"""

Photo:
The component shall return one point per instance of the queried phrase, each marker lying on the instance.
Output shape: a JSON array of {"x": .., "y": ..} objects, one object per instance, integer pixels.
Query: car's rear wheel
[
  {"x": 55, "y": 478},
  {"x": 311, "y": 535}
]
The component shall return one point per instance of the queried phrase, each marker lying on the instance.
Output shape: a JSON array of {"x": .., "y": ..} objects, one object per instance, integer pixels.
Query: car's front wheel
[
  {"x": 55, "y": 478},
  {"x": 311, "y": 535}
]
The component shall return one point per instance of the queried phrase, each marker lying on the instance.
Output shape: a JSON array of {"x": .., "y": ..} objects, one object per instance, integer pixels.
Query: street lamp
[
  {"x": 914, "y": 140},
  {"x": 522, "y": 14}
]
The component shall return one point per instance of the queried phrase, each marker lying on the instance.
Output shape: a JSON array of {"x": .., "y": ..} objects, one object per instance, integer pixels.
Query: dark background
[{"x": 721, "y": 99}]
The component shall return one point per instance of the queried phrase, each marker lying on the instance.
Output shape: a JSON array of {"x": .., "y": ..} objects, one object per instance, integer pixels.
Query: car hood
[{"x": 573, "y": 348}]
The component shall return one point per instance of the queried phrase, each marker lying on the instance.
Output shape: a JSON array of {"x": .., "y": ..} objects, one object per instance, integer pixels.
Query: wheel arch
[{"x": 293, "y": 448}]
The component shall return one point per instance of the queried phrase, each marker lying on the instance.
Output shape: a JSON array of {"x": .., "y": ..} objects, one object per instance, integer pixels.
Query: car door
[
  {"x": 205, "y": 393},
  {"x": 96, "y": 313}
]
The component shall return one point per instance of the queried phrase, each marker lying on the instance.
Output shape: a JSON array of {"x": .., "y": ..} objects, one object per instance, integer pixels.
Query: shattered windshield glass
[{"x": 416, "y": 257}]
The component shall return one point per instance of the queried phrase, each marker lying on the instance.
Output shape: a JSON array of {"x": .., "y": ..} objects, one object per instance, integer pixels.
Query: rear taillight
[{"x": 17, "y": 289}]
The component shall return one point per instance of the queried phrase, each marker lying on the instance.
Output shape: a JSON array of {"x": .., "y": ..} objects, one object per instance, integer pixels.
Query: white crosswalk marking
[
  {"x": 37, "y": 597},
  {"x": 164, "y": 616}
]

"""

[AIM OF THE EXERCISE] Copy the records exactly.

[ANSWER TO THIS EXERCISE]
Photo:
The component shall return one point per instance of the queried phrase, each marker lying on the instance.
Output shape: a JSON array of {"x": .., "y": ..} objects, one object per instance, integer pixels.
Query: car's rear wheel
[
  {"x": 55, "y": 478},
  {"x": 311, "y": 535}
]
The component shall return one point per instance of the queried phrase, each marker lying on the instance.
Output shape: a JSON array of {"x": .., "y": ..} objects, one object per instance, integer pixels.
Query: car's front wheel
[
  {"x": 55, "y": 478},
  {"x": 311, "y": 535}
]
The component shall return one point per instance of the queried phrase, each marker lying on the instance.
Output shape: a JSON array of {"x": .., "y": ..} objects, one object per instance, integer pixels.
Query: street lamp
[
  {"x": 914, "y": 140},
  {"x": 522, "y": 14}
]
The component shall return one point per instance of the queried phrase, each marker lying on the instance.
Output shape: a JSON array of {"x": .., "y": ..} objects, one object per instance, integer pixels.
Query: dark background
[{"x": 721, "y": 99}]
The component shall return one point per instance of the queried phrase, each marker lying on the instance.
Output shape: a JSON array of {"x": .., "y": ..} objects, one object per instance, integer pixels.
Query: car hood
[{"x": 573, "y": 348}]
The component shall return one point per instance of the queried phrase, each marker lying on the instance.
Output shape: a JSON array of {"x": .., "y": ..} objects, one object per instance, integer pixels.
Query: wheel arch
[{"x": 293, "y": 448}]
The component shall return one point per instance of the queried phrase, each marker lying on the instance.
Output shape: a JSON array of {"x": .., "y": ..} objects, one object per instance, integer pixels.
Query: car door
[
  {"x": 205, "y": 393},
  {"x": 96, "y": 313}
]
The component shall return one point per instance of the queried phrase, each marker lying on the instance.
Output shape: a JSON array of {"x": .., "y": ..} objects, one object per instance, integer pixels.
Query: shattered windshield glass
[{"x": 416, "y": 257}]
The component shall return one point per instance of the queried phrase, each marker lying on the instance.
Output shape: a JSON array of {"x": .., "y": ..} objects, one object per instance, integer pixels.
Query: rear taillight
[{"x": 17, "y": 289}]
The component shall return one point per instance of the queried phrase, each marker lying on the instance.
Output shape: a JSON array of {"x": .., "y": ..} objects, one object per instance, integer pixels.
Query: white crosswalk marking
[
  {"x": 37, "y": 597},
  {"x": 164, "y": 616}
]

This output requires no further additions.